__TASK STATEMENT__.
Report every line of the entries below that contains the string "sleeve", copying each such line in full. Treat the match as case-sensitive.

Records from a pointing dataset
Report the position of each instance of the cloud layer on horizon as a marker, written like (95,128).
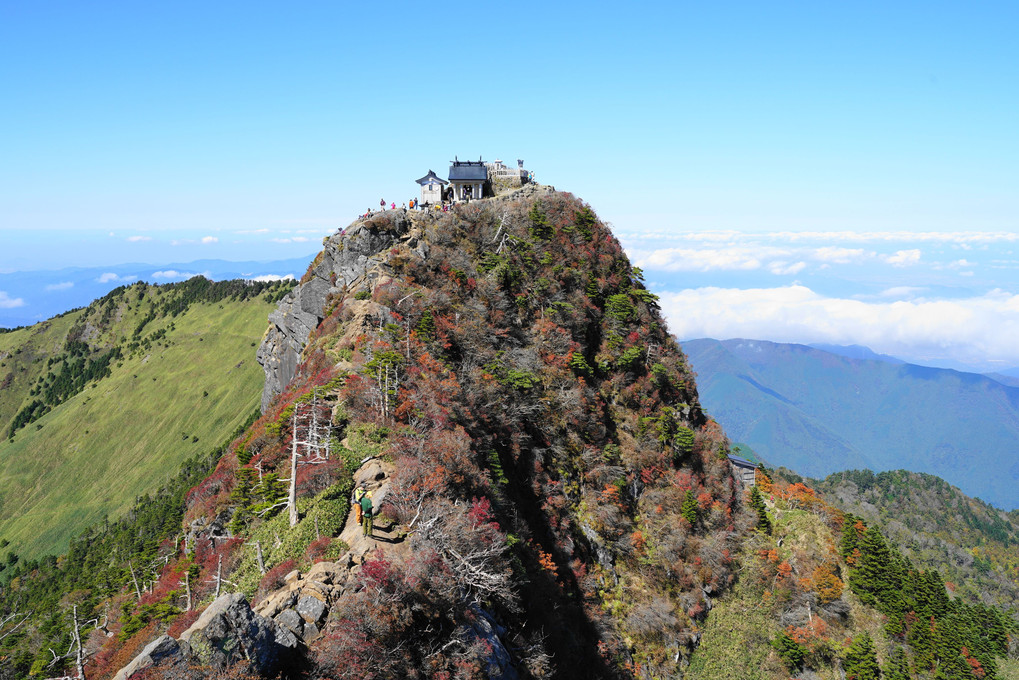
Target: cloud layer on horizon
(935,297)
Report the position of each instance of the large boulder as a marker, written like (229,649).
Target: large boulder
(228,631)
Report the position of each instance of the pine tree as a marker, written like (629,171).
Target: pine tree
(861,660)
(689,509)
(897,667)
(791,651)
(757,503)
(877,576)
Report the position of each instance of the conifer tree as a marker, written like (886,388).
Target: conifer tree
(877,577)
(897,667)
(689,509)
(757,503)
(791,651)
(861,660)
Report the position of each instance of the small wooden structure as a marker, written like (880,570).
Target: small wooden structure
(469,178)
(744,470)
(431,189)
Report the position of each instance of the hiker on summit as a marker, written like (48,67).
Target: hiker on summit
(367,521)
(359,493)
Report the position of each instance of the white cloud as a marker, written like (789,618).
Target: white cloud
(687,259)
(273,277)
(964,240)
(899,292)
(111,276)
(977,329)
(780,268)
(838,255)
(904,258)
(6,302)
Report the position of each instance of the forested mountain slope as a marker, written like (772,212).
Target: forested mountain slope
(548,499)
(974,545)
(102,404)
(819,413)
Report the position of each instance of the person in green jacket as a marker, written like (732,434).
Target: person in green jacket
(367,520)
(359,493)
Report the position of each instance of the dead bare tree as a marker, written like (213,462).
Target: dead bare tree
(75,647)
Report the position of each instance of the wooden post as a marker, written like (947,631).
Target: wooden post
(78,655)
(258,557)
(219,575)
(292,498)
(138,592)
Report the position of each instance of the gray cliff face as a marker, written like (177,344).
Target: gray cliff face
(347,260)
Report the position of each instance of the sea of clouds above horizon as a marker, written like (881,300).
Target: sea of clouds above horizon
(927,297)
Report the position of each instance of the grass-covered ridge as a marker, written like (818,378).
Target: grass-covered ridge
(178,373)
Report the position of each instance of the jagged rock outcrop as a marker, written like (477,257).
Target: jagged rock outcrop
(349,259)
(302,606)
(346,259)
(227,632)
(159,650)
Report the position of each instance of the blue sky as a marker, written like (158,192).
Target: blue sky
(249,131)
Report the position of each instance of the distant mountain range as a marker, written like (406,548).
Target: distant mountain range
(819,412)
(38,295)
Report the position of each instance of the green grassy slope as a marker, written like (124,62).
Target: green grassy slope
(165,401)
(23,354)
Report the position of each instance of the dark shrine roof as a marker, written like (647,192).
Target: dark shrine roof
(467,169)
(431,178)
(741,462)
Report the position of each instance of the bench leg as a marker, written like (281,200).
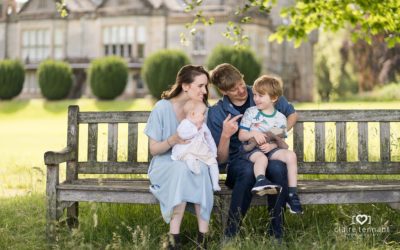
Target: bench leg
(51,196)
(395,205)
(222,204)
(72,215)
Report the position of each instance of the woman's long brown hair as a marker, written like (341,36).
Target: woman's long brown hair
(186,75)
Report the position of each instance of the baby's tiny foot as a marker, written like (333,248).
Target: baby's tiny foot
(217,188)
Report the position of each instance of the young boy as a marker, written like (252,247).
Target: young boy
(256,123)
(201,146)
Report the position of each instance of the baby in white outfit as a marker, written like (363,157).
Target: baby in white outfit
(201,146)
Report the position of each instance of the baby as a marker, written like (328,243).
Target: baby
(201,146)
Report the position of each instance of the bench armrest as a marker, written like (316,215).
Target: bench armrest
(55,158)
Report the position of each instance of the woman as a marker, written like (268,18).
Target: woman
(172,183)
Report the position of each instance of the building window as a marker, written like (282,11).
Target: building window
(117,40)
(58,44)
(198,43)
(141,41)
(36,44)
(139,82)
(42,4)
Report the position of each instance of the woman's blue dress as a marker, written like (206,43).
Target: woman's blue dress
(171,181)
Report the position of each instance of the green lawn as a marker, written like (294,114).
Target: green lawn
(29,128)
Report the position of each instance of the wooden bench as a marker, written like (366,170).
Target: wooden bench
(133,190)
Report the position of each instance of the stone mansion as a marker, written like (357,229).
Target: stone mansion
(33,31)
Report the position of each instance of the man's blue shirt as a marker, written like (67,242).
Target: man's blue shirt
(219,111)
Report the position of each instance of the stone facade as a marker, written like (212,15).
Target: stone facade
(135,29)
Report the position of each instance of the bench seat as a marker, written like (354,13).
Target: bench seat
(310,191)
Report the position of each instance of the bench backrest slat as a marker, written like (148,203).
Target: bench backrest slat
(384,137)
(321,164)
(132,141)
(112,142)
(363,141)
(341,152)
(113,117)
(72,142)
(92,141)
(320,141)
(298,139)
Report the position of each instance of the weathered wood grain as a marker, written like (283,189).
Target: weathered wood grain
(114,117)
(384,135)
(363,141)
(128,190)
(132,141)
(319,141)
(92,141)
(341,152)
(298,140)
(112,142)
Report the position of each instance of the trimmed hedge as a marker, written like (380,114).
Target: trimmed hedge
(12,77)
(55,79)
(243,59)
(108,77)
(160,69)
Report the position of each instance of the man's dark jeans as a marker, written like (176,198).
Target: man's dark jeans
(241,179)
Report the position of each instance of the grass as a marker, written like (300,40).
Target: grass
(29,128)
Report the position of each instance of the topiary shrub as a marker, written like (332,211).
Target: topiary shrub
(12,77)
(55,79)
(243,59)
(160,69)
(108,77)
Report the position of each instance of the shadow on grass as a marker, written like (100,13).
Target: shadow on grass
(58,107)
(9,107)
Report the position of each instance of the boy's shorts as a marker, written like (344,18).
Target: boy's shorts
(246,155)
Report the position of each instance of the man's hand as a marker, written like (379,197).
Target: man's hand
(230,126)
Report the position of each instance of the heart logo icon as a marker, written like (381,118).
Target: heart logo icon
(361,219)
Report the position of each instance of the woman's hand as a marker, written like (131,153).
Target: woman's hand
(266,147)
(175,139)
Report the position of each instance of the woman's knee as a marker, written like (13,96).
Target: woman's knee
(277,169)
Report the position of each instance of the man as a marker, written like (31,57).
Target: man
(223,120)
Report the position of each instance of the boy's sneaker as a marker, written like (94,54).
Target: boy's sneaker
(264,186)
(294,204)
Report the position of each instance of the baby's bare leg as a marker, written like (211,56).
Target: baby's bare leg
(260,163)
(214,173)
(288,157)
(250,145)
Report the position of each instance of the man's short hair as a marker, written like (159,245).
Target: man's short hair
(225,76)
(270,85)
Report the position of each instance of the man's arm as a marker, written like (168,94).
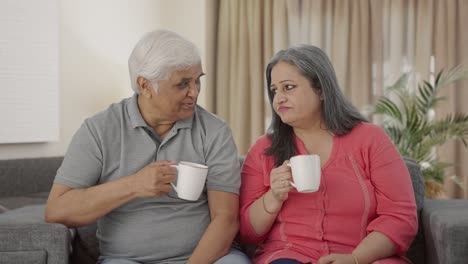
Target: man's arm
(77,207)
(218,237)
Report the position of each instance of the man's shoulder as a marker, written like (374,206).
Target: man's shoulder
(208,120)
(110,117)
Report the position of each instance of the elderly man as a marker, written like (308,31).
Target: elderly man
(117,170)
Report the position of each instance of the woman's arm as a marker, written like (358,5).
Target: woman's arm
(262,194)
(373,247)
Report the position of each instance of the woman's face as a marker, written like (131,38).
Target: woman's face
(176,97)
(295,101)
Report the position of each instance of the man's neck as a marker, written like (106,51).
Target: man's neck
(155,119)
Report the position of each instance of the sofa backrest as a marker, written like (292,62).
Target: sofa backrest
(24,176)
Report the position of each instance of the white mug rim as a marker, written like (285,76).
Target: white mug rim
(193,165)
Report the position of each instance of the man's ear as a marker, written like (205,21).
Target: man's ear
(145,86)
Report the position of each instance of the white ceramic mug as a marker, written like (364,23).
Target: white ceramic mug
(191,179)
(306,172)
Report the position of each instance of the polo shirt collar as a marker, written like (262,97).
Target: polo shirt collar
(137,120)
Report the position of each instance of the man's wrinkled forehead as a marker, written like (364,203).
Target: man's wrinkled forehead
(188,73)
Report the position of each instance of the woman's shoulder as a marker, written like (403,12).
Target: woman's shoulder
(365,132)
(367,129)
(262,143)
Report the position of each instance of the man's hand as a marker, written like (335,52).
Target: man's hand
(337,259)
(154,180)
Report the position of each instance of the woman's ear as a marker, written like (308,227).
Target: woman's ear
(144,86)
(319,92)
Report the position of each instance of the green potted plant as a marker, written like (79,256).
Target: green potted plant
(407,115)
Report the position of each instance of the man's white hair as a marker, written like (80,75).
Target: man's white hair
(157,54)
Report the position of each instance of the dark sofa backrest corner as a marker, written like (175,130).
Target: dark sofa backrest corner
(27,175)
(417,180)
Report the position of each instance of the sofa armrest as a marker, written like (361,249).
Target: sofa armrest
(20,243)
(24,176)
(445,224)
(26,238)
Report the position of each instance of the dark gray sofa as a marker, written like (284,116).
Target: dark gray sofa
(26,238)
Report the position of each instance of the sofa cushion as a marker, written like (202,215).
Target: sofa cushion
(416,251)
(13,202)
(446,230)
(24,257)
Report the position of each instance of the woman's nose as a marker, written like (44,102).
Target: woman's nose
(279,98)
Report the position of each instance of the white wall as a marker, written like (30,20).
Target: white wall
(96,38)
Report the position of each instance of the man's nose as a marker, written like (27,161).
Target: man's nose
(194,90)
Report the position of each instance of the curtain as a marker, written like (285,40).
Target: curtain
(450,45)
(370,42)
(248,33)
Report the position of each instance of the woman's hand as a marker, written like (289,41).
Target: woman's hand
(279,182)
(337,259)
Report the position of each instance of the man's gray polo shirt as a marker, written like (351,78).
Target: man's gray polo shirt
(117,142)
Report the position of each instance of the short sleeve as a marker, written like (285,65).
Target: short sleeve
(252,188)
(82,164)
(396,206)
(222,161)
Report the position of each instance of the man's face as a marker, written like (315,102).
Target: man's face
(176,97)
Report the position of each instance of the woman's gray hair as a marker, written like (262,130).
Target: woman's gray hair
(157,54)
(338,114)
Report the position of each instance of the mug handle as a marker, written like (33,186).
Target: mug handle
(173,185)
(290,182)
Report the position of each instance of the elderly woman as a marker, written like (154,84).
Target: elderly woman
(364,210)
(117,170)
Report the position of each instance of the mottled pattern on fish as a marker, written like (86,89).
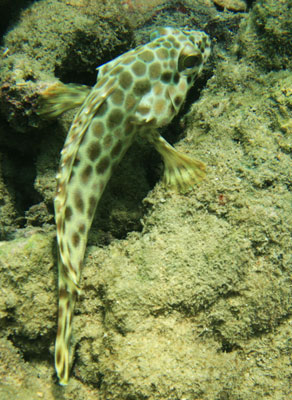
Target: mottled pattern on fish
(139,91)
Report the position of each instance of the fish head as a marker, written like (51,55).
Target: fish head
(174,59)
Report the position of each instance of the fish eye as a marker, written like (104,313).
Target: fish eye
(191,61)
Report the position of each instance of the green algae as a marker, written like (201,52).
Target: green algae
(197,305)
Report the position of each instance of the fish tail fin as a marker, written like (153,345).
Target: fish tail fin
(58,98)
(67,298)
(181,172)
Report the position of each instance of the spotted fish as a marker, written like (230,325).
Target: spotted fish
(137,92)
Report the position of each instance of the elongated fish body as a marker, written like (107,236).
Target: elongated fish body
(139,91)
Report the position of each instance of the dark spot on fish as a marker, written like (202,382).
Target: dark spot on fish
(142,87)
(75,239)
(139,68)
(86,174)
(117,149)
(115,118)
(102,165)
(68,213)
(93,150)
(125,79)
(166,77)
(79,203)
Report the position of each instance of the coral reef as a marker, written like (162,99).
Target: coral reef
(183,296)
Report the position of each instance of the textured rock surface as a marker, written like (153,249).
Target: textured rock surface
(195,302)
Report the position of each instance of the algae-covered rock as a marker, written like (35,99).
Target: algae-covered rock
(196,303)
(266,35)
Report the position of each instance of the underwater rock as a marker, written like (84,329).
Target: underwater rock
(197,302)
(232,5)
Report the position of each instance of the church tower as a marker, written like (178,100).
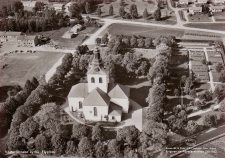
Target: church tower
(96,74)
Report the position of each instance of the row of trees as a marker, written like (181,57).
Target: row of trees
(133,14)
(15,100)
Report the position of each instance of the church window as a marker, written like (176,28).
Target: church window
(100,80)
(95,111)
(92,80)
(80,105)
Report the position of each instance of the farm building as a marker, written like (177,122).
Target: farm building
(10,37)
(216,9)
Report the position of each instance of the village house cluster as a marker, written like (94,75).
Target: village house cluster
(22,40)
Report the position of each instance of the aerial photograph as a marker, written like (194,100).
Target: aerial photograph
(112,78)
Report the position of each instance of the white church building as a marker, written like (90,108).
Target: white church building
(98,99)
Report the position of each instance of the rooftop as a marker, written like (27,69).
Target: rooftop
(79,90)
(118,91)
(97,98)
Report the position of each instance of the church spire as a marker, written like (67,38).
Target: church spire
(97,59)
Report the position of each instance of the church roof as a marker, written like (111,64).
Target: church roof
(115,110)
(118,91)
(79,90)
(97,97)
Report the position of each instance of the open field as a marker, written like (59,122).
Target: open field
(56,35)
(217,26)
(199,18)
(21,67)
(219,16)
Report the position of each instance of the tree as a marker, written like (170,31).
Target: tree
(17,6)
(97,133)
(192,92)
(80,131)
(145,13)
(99,12)
(40,143)
(100,150)
(114,147)
(98,41)
(48,117)
(87,7)
(128,134)
(75,10)
(222,105)
(133,41)
(105,39)
(219,67)
(141,43)
(176,92)
(210,119)
(154,134)
(71,147)
(148,43)
(110,10)
(28,87)
(191,127)
(29,128)
(122,11)
(85,147)
(59,143)
(34,82)
(157,14)
(133,11)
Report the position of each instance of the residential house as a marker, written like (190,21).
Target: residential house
(10,37)
(27,41)
(29,3)
(98,99)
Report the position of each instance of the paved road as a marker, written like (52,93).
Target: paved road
(203,111)
(210,72)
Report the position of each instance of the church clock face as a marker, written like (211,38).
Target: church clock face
(97,69)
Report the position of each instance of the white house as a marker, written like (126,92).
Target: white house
(27,41)
(98,99)
(216,9)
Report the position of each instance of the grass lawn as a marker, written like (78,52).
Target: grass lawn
(219,16)
(199,18)
(24,66)
(213,26)
(146,31)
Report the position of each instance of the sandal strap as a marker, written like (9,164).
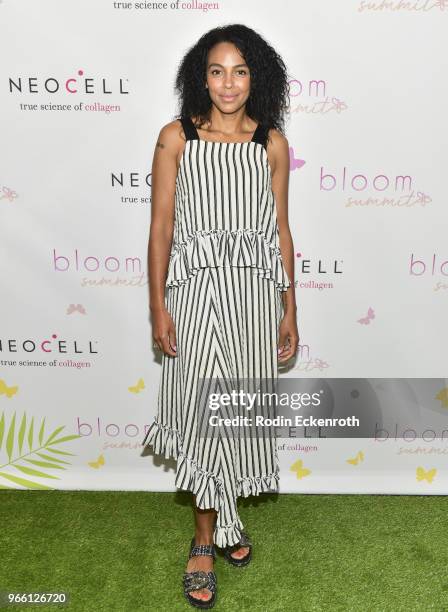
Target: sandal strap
(202,549)
(193,581)
(244,542)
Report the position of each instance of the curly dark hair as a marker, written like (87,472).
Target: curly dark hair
(269,93)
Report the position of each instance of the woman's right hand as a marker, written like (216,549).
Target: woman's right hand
(164,332)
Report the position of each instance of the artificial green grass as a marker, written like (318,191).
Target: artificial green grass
(127,551)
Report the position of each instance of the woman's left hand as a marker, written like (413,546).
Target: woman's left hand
(288,340)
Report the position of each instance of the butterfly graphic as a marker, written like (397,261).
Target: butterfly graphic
(138,387)
(8,391)
(76,307)
(294,162)
(299,469)
(8,193)
(422,198)
(369,317)
(98,463)
(422,475)
(443,397)
(357,458)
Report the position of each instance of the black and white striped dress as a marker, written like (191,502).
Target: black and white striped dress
(224,285)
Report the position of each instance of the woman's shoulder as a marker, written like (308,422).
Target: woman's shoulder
(275,137)
(173,131)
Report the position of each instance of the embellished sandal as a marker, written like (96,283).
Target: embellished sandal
(244,542)
(193,581)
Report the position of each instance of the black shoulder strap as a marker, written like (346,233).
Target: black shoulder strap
(261,135)
(190,131)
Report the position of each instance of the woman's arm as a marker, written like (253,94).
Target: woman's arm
(163,188)
(278,155)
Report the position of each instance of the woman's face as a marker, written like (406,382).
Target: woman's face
(228,77)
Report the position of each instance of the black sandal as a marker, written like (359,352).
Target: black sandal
(244,542)
(193,581)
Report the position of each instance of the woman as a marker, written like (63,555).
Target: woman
(221,244)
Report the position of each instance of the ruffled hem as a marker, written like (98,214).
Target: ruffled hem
(164,440)
(206,486)
(226,248)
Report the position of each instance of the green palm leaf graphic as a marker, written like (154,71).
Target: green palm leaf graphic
(14,443)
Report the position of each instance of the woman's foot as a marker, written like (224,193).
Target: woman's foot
(204,563)
(239,554)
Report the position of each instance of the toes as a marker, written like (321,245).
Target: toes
(203,594)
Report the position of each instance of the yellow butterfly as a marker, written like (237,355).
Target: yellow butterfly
(429,475)
(138,387)
(299,469)
(357,458)
(98,463)
(8,391)
(443,397)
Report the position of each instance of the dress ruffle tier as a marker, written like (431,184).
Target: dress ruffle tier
(226,248)
(205,484)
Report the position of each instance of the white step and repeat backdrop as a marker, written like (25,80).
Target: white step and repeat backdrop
(85,87)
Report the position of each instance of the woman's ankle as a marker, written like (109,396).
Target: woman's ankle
(203,538)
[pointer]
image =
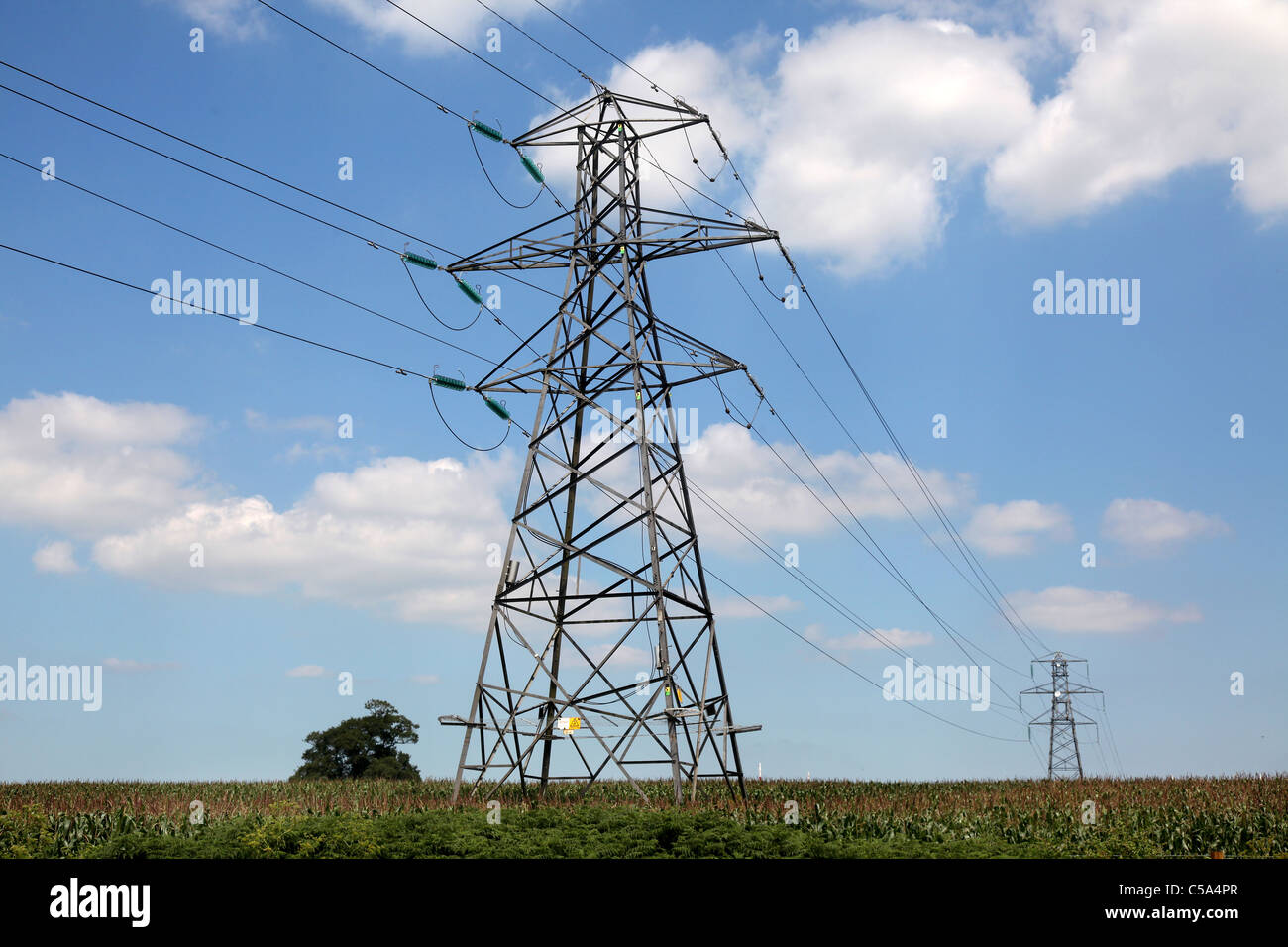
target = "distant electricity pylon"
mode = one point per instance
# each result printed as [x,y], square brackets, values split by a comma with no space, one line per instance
[600,654]
[1064,758]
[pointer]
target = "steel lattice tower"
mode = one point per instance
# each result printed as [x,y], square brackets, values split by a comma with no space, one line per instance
[1064,758]
[600,655]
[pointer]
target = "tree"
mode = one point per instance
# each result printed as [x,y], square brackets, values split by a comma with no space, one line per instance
[362,748]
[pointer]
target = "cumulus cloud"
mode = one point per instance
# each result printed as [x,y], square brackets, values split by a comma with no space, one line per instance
[838,138]
[398,534]
[1153,526]
[748,479]
[55,557]
[1171,85]
[854,120]
[1082,609]
[82,466]
[1014,528]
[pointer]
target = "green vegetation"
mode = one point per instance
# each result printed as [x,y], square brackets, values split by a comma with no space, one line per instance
[362,748]
[1239,817]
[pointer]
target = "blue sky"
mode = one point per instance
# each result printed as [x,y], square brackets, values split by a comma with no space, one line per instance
[369,554]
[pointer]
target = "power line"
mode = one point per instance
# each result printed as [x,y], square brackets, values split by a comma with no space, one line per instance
[652,84]
[803,578]
[467,50]
[851,671]
[252,261]
[236,163]
[365,62]
[515,26]
[969,557]
[215,312]
[888,565]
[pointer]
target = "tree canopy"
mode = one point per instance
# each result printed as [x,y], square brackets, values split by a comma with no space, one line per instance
[362,748]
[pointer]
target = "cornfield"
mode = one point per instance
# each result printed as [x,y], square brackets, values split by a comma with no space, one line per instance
[1150,817]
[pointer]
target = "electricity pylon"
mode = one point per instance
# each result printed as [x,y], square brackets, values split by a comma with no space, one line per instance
[1064,758]
[600,654]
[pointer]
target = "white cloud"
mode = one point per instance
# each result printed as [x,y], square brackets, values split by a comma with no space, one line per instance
[398,534]
[1171,85]
[1082,609]
[259,421]
[1014,528]
[745,476]
[55,557]
[307,672]
[106,466]
[840,140]
[1153,526]
[240,20]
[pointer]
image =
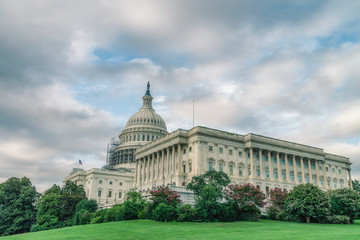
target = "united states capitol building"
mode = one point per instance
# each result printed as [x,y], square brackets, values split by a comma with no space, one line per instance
[147,156]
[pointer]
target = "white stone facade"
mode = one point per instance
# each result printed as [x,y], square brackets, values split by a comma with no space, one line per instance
[262,161]
[107,187]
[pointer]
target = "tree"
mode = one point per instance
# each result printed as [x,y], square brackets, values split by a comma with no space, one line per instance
[345,202]
[307,203]
[17,206]
[207,190]
[57,206]
[246,199]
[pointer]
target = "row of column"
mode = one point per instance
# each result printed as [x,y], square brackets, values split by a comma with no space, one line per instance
[158,165]
[301,159]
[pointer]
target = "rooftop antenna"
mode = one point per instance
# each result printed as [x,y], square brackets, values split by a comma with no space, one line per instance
[193,113]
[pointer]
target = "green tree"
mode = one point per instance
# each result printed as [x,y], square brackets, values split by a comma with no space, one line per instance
[17,206]
[307,203]
[345,202]
[207,190]
[56,208]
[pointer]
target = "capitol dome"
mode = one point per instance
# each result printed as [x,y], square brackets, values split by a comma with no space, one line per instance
[141,128]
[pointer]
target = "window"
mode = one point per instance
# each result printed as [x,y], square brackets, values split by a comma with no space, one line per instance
[240,171]
[210,166]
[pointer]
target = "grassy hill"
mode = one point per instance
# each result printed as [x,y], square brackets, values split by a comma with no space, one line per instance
[146,229]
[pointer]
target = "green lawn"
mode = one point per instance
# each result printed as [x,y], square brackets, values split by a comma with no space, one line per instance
[146,229]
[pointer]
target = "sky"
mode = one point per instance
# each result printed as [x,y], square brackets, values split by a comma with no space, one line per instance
[73,72]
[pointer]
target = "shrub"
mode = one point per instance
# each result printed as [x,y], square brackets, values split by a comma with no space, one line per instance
[345,202]
[114,214]
[82,217]
[307,203]
[186,213]
[246,199]
[165,213]
[337,219]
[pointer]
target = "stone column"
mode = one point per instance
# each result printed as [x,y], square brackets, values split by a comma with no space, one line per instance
[173,160]
[179,159]
[287,169]
[261,167]
[302,170]
[350,181]
[251,163]
[310,173]
[317,173]
[324,175]
[295,171]
[278,165]
[270,168]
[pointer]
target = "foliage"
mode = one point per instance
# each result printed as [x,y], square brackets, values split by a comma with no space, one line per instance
[114,214]
[186,213]
[85,204]
[17,206]
[207,190]
[276,202]
[307,203]
[345,202]
[57,206]
[164,194]
[337,219]
[165,213]
[246,199]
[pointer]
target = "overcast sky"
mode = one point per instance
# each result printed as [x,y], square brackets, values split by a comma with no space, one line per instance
[73,72]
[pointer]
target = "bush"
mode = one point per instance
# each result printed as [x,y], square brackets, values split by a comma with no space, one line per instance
[82,217]
[186,213]
[345,202]
[337,219]
[307,203]
[114,214]
[165,213]
[246,199]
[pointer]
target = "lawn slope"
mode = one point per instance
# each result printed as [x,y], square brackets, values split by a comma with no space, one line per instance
[146,229]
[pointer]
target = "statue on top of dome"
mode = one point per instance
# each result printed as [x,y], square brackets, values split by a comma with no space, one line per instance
[148,89]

__ANSWER TO THE TASK__.
Report the position of each instance of the short sleeve as a marker, written like (285,65).
Target: short sleeve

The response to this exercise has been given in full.